• Fragmento
Más: capítulo séptimo. Encuentro clandestino en el pasillo de acceso a un aparcamiento (¿recuerdan lo de huir de los puntos de vigilancia?) entre Bob Partridge (William Hurt) y Sharla Shepard (Christina Marie Roses), la agente que tiene infiltrada en el equipo que investiga el asesinato de los once agentes. Los dos se encuentran en una situación límite, y Sharla no confía en el que, de manera inopinada, se ha convertido en su superior. Kari Skogland aprovecha las posibilidades de reencuadre que le ofrecen las puertas de entrada y salida y los muros del pasillo para escenificar la situación de encierro/bloqueo que experimentan los protagonistas de la secuencia, dos expertos en lo suyo que no saben por dónde tirar y que se ven -y a los que vemos- asfixiados por todo cuanto sucede. ¿Serán correctas las intuiciones de Bob? De ser así, ¿han calculado las dimensiones del problema al que se enfrentan? Y, finalmente, ¿quién está detrás de todo el embrollo?

• Registros mostrados
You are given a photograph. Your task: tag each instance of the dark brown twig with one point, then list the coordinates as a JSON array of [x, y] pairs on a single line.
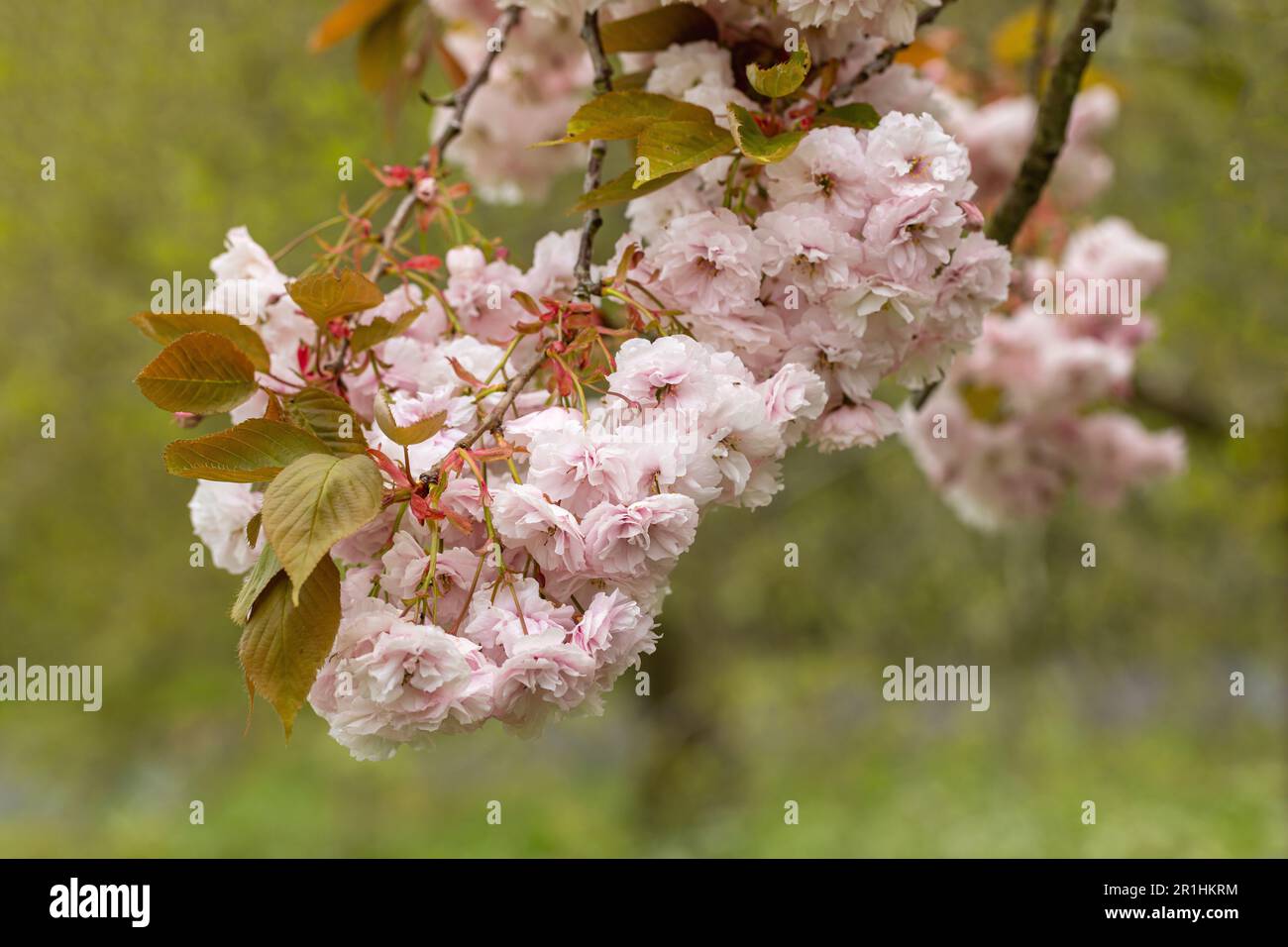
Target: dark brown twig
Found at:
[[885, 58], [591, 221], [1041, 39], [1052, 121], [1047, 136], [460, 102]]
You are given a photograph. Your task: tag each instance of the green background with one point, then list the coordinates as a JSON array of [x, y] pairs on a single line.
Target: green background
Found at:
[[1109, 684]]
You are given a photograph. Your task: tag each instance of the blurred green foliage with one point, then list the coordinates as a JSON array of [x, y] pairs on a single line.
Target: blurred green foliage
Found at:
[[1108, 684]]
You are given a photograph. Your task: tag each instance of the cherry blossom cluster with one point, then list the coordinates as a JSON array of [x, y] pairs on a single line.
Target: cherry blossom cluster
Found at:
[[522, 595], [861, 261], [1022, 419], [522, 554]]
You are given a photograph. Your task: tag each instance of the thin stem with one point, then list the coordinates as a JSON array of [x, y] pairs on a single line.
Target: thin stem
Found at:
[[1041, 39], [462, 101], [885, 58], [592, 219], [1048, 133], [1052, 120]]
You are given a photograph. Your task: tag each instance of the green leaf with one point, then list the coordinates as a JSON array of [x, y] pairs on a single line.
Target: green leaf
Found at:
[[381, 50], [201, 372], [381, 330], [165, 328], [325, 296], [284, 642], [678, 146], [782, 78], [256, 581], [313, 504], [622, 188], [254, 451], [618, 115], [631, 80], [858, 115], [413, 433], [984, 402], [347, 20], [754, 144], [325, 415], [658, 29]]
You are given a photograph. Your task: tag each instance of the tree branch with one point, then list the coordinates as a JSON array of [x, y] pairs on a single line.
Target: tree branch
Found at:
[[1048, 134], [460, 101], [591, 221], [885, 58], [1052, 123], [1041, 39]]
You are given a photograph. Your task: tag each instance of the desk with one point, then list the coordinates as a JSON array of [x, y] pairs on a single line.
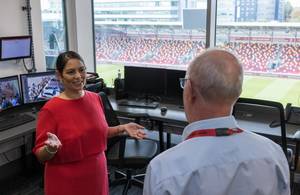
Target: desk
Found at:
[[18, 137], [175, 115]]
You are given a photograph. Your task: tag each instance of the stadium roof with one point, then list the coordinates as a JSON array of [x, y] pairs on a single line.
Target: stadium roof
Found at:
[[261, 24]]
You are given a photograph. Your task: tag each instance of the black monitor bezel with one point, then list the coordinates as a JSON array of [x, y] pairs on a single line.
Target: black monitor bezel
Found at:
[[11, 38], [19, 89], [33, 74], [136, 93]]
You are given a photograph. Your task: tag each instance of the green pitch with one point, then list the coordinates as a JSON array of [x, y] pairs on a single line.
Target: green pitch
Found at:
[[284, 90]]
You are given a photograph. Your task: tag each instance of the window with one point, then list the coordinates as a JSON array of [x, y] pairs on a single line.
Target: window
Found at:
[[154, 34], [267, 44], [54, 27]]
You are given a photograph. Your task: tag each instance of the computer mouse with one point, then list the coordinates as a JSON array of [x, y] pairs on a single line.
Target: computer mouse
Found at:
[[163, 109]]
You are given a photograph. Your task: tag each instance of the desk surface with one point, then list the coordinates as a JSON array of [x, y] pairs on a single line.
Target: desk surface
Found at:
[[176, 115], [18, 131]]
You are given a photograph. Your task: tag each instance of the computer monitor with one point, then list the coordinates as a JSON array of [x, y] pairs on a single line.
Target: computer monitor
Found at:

---

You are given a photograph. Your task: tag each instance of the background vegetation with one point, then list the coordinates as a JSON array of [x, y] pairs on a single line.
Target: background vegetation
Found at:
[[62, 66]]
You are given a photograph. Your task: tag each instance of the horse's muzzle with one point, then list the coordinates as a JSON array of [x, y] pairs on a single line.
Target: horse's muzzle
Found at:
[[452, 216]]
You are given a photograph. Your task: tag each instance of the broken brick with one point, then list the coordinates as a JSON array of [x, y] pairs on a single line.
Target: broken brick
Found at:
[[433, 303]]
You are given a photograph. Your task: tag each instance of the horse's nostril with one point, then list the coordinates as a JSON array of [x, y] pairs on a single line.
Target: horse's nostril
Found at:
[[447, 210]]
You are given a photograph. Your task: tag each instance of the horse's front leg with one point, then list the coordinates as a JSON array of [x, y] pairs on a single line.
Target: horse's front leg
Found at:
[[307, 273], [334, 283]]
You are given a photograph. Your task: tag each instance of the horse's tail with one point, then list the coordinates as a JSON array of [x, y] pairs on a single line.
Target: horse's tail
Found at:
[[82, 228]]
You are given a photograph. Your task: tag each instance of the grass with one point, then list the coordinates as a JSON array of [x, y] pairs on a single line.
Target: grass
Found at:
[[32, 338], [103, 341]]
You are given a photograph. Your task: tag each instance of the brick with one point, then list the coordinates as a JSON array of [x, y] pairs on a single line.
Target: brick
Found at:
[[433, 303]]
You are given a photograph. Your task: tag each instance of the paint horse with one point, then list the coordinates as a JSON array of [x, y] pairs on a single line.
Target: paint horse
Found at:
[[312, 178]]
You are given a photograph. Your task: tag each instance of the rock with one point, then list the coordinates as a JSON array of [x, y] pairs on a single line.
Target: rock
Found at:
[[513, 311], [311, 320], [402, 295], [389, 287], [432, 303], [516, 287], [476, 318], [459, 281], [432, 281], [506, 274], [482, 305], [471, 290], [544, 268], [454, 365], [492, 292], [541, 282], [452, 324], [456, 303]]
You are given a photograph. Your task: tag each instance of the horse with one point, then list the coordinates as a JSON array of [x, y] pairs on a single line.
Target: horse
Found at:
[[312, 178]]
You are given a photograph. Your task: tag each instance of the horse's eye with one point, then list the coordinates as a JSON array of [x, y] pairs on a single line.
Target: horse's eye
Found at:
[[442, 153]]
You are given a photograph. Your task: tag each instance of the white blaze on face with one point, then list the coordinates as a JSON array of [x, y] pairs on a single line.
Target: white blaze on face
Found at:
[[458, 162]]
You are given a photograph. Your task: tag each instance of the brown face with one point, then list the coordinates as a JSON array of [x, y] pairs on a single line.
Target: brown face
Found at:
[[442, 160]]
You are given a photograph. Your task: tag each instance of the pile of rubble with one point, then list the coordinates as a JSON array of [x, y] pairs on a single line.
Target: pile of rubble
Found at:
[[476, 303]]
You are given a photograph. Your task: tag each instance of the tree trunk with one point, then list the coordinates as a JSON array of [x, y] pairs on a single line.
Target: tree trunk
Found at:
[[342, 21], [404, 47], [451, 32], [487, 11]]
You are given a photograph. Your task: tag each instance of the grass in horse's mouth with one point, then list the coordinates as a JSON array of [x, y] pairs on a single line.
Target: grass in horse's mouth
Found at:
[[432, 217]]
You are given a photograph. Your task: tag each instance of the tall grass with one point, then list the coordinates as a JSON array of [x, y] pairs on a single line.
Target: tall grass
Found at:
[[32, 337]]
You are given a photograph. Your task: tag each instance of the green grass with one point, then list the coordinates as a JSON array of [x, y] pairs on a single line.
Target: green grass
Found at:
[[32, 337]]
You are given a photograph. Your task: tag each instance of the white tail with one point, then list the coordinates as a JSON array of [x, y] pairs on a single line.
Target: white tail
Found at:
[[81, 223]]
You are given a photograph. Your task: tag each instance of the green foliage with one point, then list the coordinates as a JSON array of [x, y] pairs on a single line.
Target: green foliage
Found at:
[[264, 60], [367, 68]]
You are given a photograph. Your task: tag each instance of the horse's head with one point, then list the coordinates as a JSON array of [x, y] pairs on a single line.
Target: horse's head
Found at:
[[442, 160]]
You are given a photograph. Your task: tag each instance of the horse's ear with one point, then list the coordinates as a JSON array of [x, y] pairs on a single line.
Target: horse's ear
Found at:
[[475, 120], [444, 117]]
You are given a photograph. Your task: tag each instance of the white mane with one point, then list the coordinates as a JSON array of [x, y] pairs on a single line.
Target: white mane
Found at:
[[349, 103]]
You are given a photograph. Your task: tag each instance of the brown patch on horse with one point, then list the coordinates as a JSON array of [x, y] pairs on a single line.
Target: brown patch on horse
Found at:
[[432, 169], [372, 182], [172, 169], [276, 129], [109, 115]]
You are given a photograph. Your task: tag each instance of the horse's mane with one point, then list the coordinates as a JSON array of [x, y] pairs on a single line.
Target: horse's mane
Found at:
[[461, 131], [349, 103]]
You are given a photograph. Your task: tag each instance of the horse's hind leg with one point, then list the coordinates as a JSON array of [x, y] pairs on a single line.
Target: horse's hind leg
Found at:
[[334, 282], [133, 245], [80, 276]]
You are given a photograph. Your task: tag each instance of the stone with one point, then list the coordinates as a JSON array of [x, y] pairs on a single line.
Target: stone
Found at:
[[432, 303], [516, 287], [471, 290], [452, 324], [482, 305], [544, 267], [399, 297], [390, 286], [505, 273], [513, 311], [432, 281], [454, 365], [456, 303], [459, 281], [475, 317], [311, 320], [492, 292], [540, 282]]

==

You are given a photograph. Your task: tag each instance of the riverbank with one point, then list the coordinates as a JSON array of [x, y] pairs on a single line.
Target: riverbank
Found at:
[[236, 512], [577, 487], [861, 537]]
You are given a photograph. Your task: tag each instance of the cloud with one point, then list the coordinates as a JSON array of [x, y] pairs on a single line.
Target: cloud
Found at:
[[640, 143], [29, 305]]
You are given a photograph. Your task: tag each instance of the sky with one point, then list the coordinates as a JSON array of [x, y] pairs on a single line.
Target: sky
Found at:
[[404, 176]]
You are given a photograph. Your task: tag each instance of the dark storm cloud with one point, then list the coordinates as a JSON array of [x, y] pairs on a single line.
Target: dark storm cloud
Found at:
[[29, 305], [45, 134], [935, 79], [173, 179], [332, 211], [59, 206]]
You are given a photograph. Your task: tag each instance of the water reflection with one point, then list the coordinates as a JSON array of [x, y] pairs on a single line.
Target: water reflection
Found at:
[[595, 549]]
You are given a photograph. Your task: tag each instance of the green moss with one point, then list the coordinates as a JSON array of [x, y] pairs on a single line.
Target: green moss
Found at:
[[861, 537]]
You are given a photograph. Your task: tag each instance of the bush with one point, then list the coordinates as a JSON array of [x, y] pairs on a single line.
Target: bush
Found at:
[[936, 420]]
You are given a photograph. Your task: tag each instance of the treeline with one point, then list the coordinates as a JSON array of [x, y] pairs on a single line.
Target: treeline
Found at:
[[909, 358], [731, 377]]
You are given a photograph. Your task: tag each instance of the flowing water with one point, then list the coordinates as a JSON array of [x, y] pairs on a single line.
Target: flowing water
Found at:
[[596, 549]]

• Tareas
[A] Enumera los nombres completos de todas las personas, personajes incluidos, que se mencionan en el fragmento sobre el capítulo séptimo.
[B] Prosigue el fragmento sobre el capítulo séptimo a partir de su última oración.
Los registros son material independiente del fragmento sobre el capítulo séptimo.

• Respuestas en orden
[A] Bob Partridge, William Hurt, Sharla Shepard, Christina Marie Roses, Kari Skogland

[B]
No querría cerrar este apartado sin comentar un plano que la serie utiliza de manera recursiva. Se trata de un picado sobre el rostro de los actores, casi siempre lateral y tomado oblicuamente, que genera una sensación que mezcla extrañamiento -ese emplazamiento no es habitual ni natural- y angustia (por la proximidad con que está tomado). Esa marca está presente durante toda la serie y transmite muy bien el estado en el que se desarrolla Cóndor: el descontrol de un mundo aparentemente ordenado y la opresión que experimentan aquellos que quieren escapar de tan enmarañada red.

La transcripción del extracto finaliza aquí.